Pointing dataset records
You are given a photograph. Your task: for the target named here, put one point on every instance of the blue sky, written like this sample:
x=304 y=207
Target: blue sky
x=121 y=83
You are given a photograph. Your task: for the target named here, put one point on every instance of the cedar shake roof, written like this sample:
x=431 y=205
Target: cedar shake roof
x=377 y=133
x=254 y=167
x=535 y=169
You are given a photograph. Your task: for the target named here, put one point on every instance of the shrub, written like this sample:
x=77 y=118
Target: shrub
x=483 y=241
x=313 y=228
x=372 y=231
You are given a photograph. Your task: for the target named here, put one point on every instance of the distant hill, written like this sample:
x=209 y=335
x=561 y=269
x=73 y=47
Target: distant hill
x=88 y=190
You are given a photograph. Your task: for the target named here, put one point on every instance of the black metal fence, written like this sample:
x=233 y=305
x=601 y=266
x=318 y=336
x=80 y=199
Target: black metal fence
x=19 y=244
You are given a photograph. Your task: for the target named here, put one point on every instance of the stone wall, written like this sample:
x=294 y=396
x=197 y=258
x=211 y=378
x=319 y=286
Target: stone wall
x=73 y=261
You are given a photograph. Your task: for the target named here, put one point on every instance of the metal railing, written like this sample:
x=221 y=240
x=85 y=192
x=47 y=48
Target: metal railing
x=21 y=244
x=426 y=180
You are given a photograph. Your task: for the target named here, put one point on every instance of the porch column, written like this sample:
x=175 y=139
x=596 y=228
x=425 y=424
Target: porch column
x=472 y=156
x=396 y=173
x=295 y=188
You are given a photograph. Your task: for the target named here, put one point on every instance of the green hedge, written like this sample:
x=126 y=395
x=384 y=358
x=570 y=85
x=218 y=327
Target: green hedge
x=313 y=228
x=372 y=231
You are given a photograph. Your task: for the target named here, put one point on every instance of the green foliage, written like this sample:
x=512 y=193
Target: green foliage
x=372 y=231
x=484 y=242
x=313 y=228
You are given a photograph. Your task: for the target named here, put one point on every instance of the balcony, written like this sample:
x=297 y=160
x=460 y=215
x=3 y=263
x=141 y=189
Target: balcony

* _WHAT YOU WILL DO_
Exactly as written, give again every line from the one containing "green hedge, written" through the last line of the material above, and no other lines.

* _ANSWER IN FULL_
You are given a photograph. Your task: for the target named here, put one point on every instance of the green hedge, written like this sample:
x=126 y=395
x=384 y=358
x=570 y=85
x=218 y=327
Target: green hedge
x=313 y=228
x=372 y=231
You are given a photograph. Your task: for the target named here, put one point on every instance of the green foliage, written like this sample:
x=512 y=193
Target: green foliage
x=372 y=231
x=484 y=242
x=313 y=228
You are given a photograph. Your task: for the target named here, put one point on every instance of the balcony, written like this sample:
x=297 y=160
x=460 y=215
x=3 y=263
x=141 y=189
Target: balcony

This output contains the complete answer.